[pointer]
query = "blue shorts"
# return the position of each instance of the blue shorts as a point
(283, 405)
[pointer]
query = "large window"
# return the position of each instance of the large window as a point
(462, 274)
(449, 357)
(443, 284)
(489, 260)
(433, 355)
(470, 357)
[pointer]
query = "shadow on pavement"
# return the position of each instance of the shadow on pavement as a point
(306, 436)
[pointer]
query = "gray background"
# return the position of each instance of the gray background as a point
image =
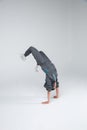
(59, 28)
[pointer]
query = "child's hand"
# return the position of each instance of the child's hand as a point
(23, 57)
(36, 68)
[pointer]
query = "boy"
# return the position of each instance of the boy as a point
(49, 69)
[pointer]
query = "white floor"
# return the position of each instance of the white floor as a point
(69, 112)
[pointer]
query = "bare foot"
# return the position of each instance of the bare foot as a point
(46, 102)
(55, 96)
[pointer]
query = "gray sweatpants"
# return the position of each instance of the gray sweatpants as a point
(46, 65)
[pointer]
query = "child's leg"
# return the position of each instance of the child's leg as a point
(48, 97)
(57, 90)
(57, 93)
(36, 54)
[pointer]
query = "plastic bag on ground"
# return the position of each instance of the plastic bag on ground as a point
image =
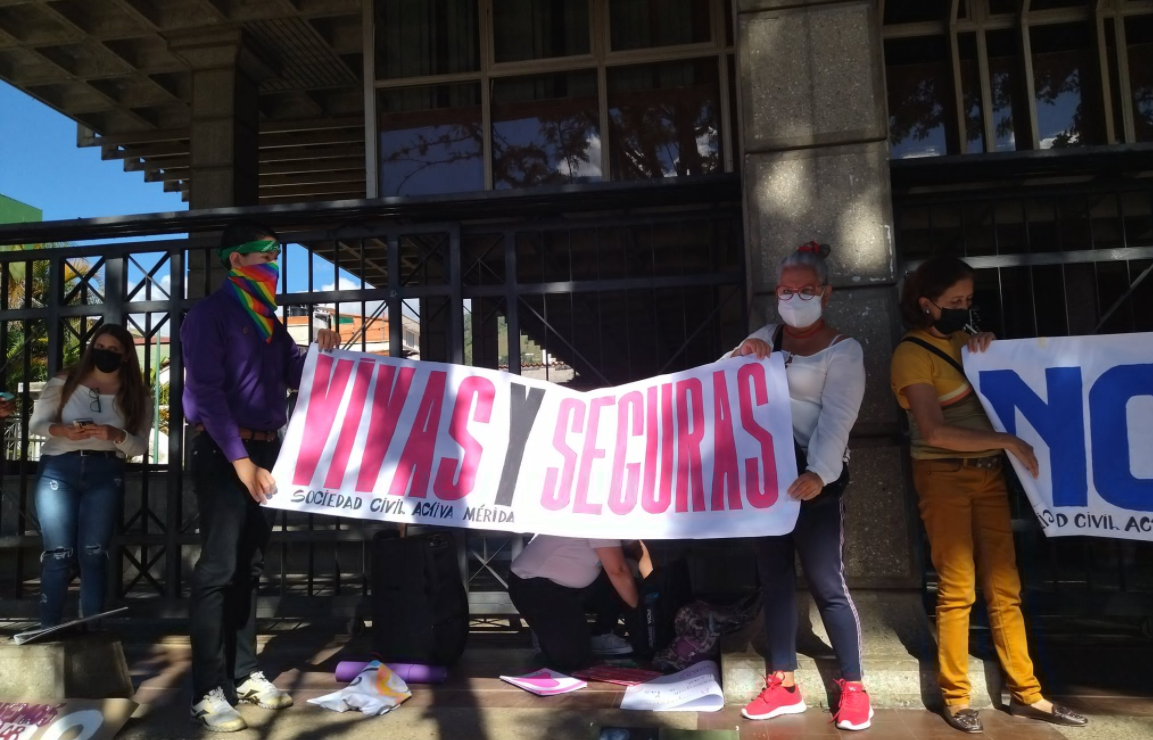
(375, 691)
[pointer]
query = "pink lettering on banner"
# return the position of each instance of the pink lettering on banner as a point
(655, 499)
(352, 423)
(389, 399)
(623, 492)
(690, 433)
(760, 497)
(589, 454)
(725, 473)
(323, 401)
(556, 496)
(415, 463)
(445, 486)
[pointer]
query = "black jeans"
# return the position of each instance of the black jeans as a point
(556, 613)
(234, 534)
(819, 538)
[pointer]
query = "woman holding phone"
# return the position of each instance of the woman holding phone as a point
(95, 415)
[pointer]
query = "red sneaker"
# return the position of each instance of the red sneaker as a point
(854, 711)
(775, 701)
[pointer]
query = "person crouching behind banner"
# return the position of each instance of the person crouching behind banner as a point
(95, 415)
(826, 376)
(554, 582)
(240, 363)
(962, 491)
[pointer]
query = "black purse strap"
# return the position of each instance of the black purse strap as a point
(935, 350)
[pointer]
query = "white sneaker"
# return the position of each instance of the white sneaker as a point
(217, 715)
(610, 644)
(263, 693)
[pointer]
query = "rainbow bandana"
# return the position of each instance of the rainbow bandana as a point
(256, 289)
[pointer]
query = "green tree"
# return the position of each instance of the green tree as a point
(29, 286)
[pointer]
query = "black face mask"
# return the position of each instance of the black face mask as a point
(954, 321)
(106, 361)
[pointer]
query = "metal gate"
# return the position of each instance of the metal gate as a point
(1053, 261)
(587, 300)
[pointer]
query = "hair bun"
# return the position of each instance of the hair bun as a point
(813, 248)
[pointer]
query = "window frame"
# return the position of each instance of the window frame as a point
(979, 21)
(601, 59)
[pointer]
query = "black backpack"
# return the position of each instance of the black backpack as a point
(662, 594)
(420, 608)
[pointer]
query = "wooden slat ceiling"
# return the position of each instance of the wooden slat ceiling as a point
(106, 65)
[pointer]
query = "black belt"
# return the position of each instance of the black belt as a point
(249, 435)
(988, 462)
(95, 453)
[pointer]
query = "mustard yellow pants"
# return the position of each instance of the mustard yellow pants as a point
(965, 511)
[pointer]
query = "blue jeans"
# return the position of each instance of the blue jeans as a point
(77, 500)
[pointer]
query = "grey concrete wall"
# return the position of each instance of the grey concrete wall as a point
(816, 167)
(224, 131)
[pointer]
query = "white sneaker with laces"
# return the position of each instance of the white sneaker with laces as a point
(263, 693)
(217, 715)
(610, 644)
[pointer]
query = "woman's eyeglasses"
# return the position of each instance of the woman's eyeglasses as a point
(805, 294)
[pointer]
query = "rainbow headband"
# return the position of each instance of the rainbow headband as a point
(248, 248)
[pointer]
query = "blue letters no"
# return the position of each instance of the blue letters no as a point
(1061, 424)
(1112, 459)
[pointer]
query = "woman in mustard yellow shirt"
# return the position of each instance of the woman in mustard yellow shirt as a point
(962, 492)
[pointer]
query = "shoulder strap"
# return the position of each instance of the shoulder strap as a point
(935, 350)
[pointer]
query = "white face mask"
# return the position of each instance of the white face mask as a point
(800, 314)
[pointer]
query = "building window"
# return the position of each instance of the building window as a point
(1009, 104)
(540, 29)
(430, 140)
(971, 93)
(556, 92)
(1065, 87)
(914, 10)
(919, 91)
(1139, 40)
(1054, 99)
(419, 38)
(545, 130)
(664, 120)
(643, 23)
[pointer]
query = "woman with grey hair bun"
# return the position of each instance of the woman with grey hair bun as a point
(826, 375)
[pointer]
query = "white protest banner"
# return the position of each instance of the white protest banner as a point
(696, 688)
(701, 453)
(67, 719)
(1085, 404)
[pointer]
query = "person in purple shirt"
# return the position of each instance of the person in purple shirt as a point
(240, 363)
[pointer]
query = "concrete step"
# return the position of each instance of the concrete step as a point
(81, 666)
(891, 682)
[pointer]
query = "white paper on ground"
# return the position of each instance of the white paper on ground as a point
(696, 688)
(545, 682)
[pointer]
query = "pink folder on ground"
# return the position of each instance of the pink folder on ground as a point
(545, 682)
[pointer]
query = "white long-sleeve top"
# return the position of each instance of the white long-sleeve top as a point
(824, 393)
(80, 406)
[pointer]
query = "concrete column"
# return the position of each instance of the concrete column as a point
(815, 165)
(224, 129)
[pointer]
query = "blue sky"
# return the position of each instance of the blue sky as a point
(42, 166)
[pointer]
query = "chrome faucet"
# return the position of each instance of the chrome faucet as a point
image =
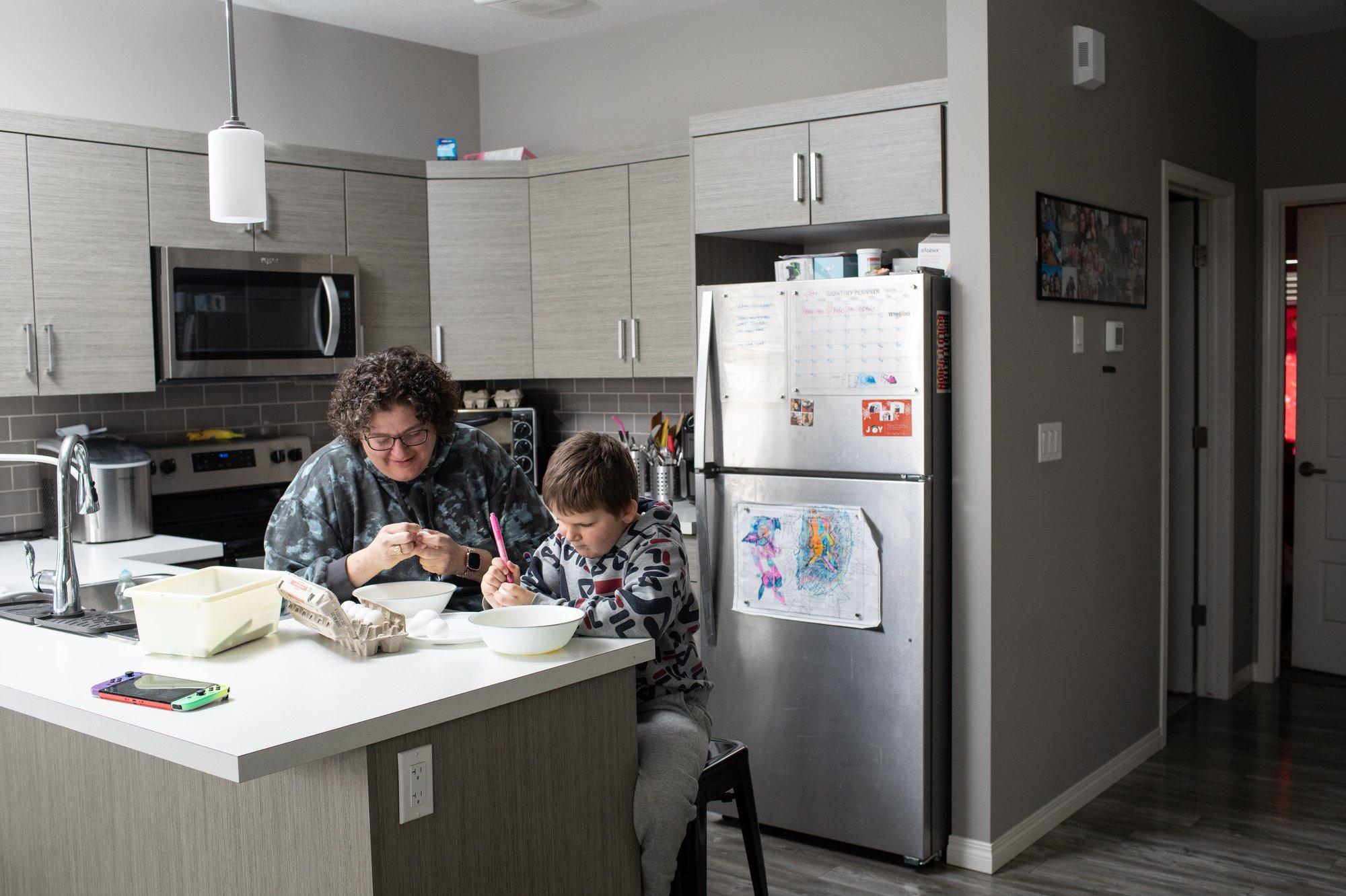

....................

◆ Stated problem ◆
Transcribe all the records above word for word, without their images.

◆ Full answer ◆
[pointer]
query = "blue shorts"
# return the position of each instance of the blue shorts as a point
(283, 405)
[pointer]
query = "large window"
# return the position of each instance of the large window as a point
(462, 274)
(449, 357)
(443, 284)
(489, 260)
(433, 355)
(470, 357)
[pointer]
query = "shadow on pavement"
# return the position of each instance of the shadow on pavement as a point
(306, 436)
[pointer]
query = "gray background"
# return the position of each instance of the gray background as a point
image =
(59, 28)
[pointer]
query = "child's hand"
# return the position of each instance of the child's hand as a point
(23, 57)
(36, 68)
[pointer]
query = "boy"
# return the position of each instance of the boy as a point
(49, 69)
[pointer]
query = "white floor"
# return the position of each instance of the white floor as a point
(69, 112)
[pointer]
query = "bare foot"
# return the position of each instance of the bare foot as a point
(46, 102)
(55, 96)
[pointer]
query = "gray sweatpants"
# return the position of each instance of the gray sweatpants as a point
(46, 65)
[pointer]
query = "child's leg"
# return the position of each instance of the child's leg as a point
(48, 97)
(57, 90)
(57, 93)
(36, 54)
[pointer]
query = "plastic bag on ground"
# return the position of each instance of the plastic bag on ground as a point
image =
(375, 691)
[pointer]
query = "pink lettering on banner"
# return the position of each instance of the pink lettering on banner as a point
(655, 499)
(352, 423)
(389, 399)
(623, 492)
(690, 433)
(760, 497)
(589, 454)
(725, 473)
(323, 401)
(556, 496)
(415, 463)
(445, 486)
[pointer]
query = "black jeans"
# return the position of each instance of the black jeans as a point
(556, 613)
(234, 534)
(819, 538)
[pointer]
query = "woman holding phone"
# return the position of each instance of the woman holding phone as a point
(95, 415)
[pointer]
query = "red sneaker"
# return the position of each instance of the red sneaker as a point
(854, 711)
(775, 701)
[pointer]
query = "person crouching behind banner"
# return the position of each instance of the person crouching behind banner as a point
(95, 415)
(826, 376)
(554, 582)
(240, 363)
(962, 491)
[pointer]
query = "black purse strap"
# return the position of each instance of the black purse strap as a point
(935, 350)
[pointer]
query = "white sneaker"
# return the position of each instance of the white sneaker as a point
(217, 715)
(610, 644)
(263, 693)
[pointer]
query = "rainbow bandana"
# return the position of each instance of the rainbow bandana as a point
(256, 289)
[pointer]
query = "green tree"
# return the position of each instance of the green tree as a point
(29, 286)
[pointer]
query = "black face mask"
# return the position of each instance of the black face mask as a point
(954, 321)
(106, 361)
[pointer]
query = "metal gate"
# return the position of each instance of the metal gate as a point
(1053, 261)
(587, 300)
[pointer]
query = "hair bun"
# return the position of each instance of the hair bun as a point
(813, 248)
[pointer]
query = "window frame"
# return the position of each instance of the window frame as a point
(979, 21)
(601, 59)
[pointer]
query = "black backpack"
# return the position of each instance of the black backpack as a point
(662, 594)
(420, 608)
[pointer]
query = "wooden slat ceiling"
# return the position of each instance of the wooden slat ceiling as a point
(106, 65)
[pointer]
query = "black belt"
# return the position of each instance of the black belt as a point
(249, 435)
(988, 462)
(95, 453)
[pointer]
query = "mustard yellow pants"
# return the position of each instance of the mustard yellow pants as a point
(965, 511)
[pointer]
query = "blue jeans"
# return the position of each instance of the blue jeans as a point
(77, 500)
[pointer]
query = "grey concrete wall"
# return the position of each instance of the grey concrete wall as a point
(816, 167)
(224, 131)
[pointer]
query = "white sneaker with laces"
# return the position of each instance of the white sneaker with laces as a point
(263, 693)
(217, 715)
(610, 644)
[pointer]
query = "woman's eyeglasses"
# return the position of each instance of the woman's eyeglasses as a point
(805, 294)
[pointer]
query = "rainbow headband"
# return the position of each instance of the rainbow headband as a point
(248, 248)
[pointer]
query = "blue letters no"
# return the position of each instance of the blue letters no as a point
(1061, 424)
(1112, 459)
[pointer]
query = "woman in mustard yellow shirt"
# return the position of each instance of the woman in mustard yellow shirt as a point
(962, 492)
[pointer]
query = "shoulder strap"
# return the position of each instance of the shoulder strap as a point
(935, 350)
[pointer]
query = "white face mask"
# return the position of each instance of the white face mask as a point
(800, 314)
[pointer]
query = "building window"
# return the position of each instance of the building window as a point
(1009, 104)
(540, 29)
(430, 140)
(971, 93)
(556, 92)
(1065, 87)
(914, 10)
(919, 91)
(1139, 40)
(1054, 99)
(419, 38)
(545, 130)
(664, 120)
(643, 23)
[pointer]
query = "woman with grey hair bun"
# return the position of each instance of the woman with grey hair bun as a point
(826, 375)
[pointer]
query = "white protest banner"
# return the position of each instance of the white protest banner as a point
(696, 688)
(701, 453)
(67, 719)
(1085, 404)
[pointer]
query = "person in purple shirt"
# return the position of each instance of the person in purple shirt as a point
(240, 363)
[pointer]
query = "concrete step"
# return the position of each instance of the concrete step as a point
(81, 666)
(891, 682)
[pointer]
query = "white paper on ground"
# return the position of each instance of the white paper on ground as a point
(696, 688)
(545, 682)
[pointer]
query = "pink folder on ground"
# return the position of each instance of the pink folder on ground as a point
(545, 682)
[pointer]
query = "white long-sleeve top"
# return the position of each instance of the white long-sleeve top as a point
(824, 393)
(80, 406)
[pointer]
query = "concrete column"
# return the position of each instance of the concrete column as a point
(815, 165)
(224, 129)
[pointer]
query = "blue sky"
# return the position of each instance of the blue sky as a point
(42, 166)
[pointer]
query = "chrome faucet"
# return the position of each instance of the chrome faucet as a point
image =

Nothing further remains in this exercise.